Предложенный текст
Направление влияния было в целом односторонним – от христианства к народной традиции, т. е. от более сильной, более организованной, строго кодифицированной и идеологически оформленной «закрытой» системы к менее организованной, аморфной, не имеющей жесткого канона «открытой» системе. Обратное воздействие и по объему, и по значению было гораздо слабее и не затрагивало структурных и идейных основ христианства (определенное влияние народных представлений испытала христианская демонология; церковные ритуалы восприняли некоторые элементы народных обычаев и т. п.). Поэтому прежде всего следует говорить о механизмах адаптации христианских элементов в народной культуре. Мощный пласт усвоенных народной традицией христианских ритуальных форм, мотивов, образов, персонажей, символов и концептов, наконец, текстов во многих случаях подвергался мифологическому переосмыслению и адаптации в соответствии с традиционной дохристианской «картиной мира». При этом разные области народной культуры в разной степени испытали влияние христианской традиции. Рассмотрим кратко несколько примеров.

1. Народный календарь. Наиболее зависимой от христианства областью культурного пространства оказался народный календарь, воспринявший христианскую систему праздников и будней, постов и мясоедов в качестве структурной основы всего обрядового годового цикла. Однако, заимствовав из христианского календаря состав, последовательность, в значительной степени названия праздников, народная традиция во многих случаях не восприняла или восприняла лишь поверхностно (формально) христианское содержание календарных единиц и переосмыслила их в соответствии с привычными для традиционной картины мира мифологическими представлениями о календарном времени и сложившейся земледельческой магической практикой (см. [Агапкина 2002; Толстая 2005а; Толстая 20106: 179–191]).

Для народной традиции характерно понимание праздника как временного рубежа или перерыва во временной цепи, когда открывается граница между этим и тем светом, как опасного времени, таящего в себе угрозу обитателям этого света и потому требующего специальных защитных мер. Можно сказать, что главное свойство праздников – их опасность для человека. По народным представлениям, все праздники опасны, и чем крупнее и «святее» праздник, тем он опаснее, «варовитее» (полес. варовитый день, празднику серб, варовни дан). Праздников люди боятся не меньше, чем нечистой силы, из страха перед ними соблюдают запреты, ограничения и предписания, защищаются от них теми же способами и с тем же тщанием, что и от демонов. По сербским верованиям из Болевца, дитя, рожденное в праздник ев. Симеона (1/14 сентября), будет «сиромашно», т. е. будет бедняком; рожденное в Сочельник – будет несчастно, а рожденное в Рождество – еще несчастнее. По рассказам, некогда таких детей сжигали, считая их недостойными жить (поэтому матери скрывали, что ребенок родился на Рождество); если же ребенок рождался на Пасху, то предрекали скорую смерть его родителей [Треб)ешанин 1991: 99-100]. В толковании отдельных праздников и отрезков годового цикла также явственно проступает мифологическая и примитивно-магическая основа. Это касается даже таких крупных годовых праздников, как Благовещение, которое в народном сознании нередко утрачивает свой исконный христианский смысл (благая весть начинает пониматься как весть о наступлении весны), или Рождество, семантика которого определяется прежде всего концептом начала (магия начала, первого раза, сакрального протособытия).

Христианский календарь, составляющий структурную основу славянского народного календаря, предписывает почитание большей части праздников как дней памяти того или иного святого. Отсюда проистекает сначала совпадение названия праздника и имени святого (ср. обычные «календарные» выражения типа «на Пасху», «на Николу», «после Ильи»), затем отождествление праздника и святого и, наконец, персонификация праздника в образе «своего» святого.

Исходные данные

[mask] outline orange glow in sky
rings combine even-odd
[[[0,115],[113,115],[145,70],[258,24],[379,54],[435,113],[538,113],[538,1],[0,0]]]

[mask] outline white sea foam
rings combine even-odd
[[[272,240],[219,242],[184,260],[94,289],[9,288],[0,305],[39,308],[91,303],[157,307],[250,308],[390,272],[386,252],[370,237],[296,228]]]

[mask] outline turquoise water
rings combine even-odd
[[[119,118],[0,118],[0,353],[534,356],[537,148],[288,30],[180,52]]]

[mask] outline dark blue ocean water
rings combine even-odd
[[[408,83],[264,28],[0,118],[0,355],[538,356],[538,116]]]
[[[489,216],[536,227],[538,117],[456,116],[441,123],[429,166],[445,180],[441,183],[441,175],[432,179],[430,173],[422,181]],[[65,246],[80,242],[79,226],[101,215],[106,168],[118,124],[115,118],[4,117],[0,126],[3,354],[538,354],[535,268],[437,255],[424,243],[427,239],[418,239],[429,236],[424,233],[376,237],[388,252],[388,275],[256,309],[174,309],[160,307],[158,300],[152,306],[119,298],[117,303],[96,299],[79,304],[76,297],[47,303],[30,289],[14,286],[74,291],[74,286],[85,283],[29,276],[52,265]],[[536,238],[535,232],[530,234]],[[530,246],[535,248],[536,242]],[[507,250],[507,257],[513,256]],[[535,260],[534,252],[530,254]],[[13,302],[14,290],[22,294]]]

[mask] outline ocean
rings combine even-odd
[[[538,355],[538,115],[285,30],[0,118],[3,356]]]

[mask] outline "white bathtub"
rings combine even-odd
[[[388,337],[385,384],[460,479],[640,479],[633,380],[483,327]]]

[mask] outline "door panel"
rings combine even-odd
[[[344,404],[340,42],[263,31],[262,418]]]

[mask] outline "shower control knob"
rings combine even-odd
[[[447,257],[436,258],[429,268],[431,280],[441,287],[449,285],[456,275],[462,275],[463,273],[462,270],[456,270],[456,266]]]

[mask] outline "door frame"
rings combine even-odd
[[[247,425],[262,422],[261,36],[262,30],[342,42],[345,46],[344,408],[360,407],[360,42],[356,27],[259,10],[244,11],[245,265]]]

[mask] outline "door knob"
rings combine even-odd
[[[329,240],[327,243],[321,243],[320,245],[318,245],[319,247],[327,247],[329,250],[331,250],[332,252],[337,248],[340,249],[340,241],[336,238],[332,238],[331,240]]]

Примените прочитанное
1. Какую область культуры текст о христианстве и народной традиции называет наиболее зависимой от христианства?
2. Выпишите из текста о христианстве и народной традиции фрагмент, начиная со слов «1. Народный календарь. Наиболее» и вплоть до слов «Толстая 20106: 179–191]).».

Письменные ответы
1. Народный календарь.

2.
1. Народный календарь. Наиболее зависимой от христианства областью культурного пространства оказался народный календарь, воспринявший христианскую систему праздников и будней, постов и мясоедов в качестве структурной основы всего обрядового годового цикла. Однако, заимствовав из христианского календаря состав, последовательность, в значительной степени названия праздников, народная традиция во многих случаях не восприняла или восприняла лишь поверхностно (формально) христианское содержание календарных единиц и переосмыслила их в соответствии с привычными для традиционной картины мира мифологическими представлениями о календарном времени и сложившейся земледельческой магической практикой (см. [Агапкина 2002; Толстая 2005а; Толстая 20106: 179–191]).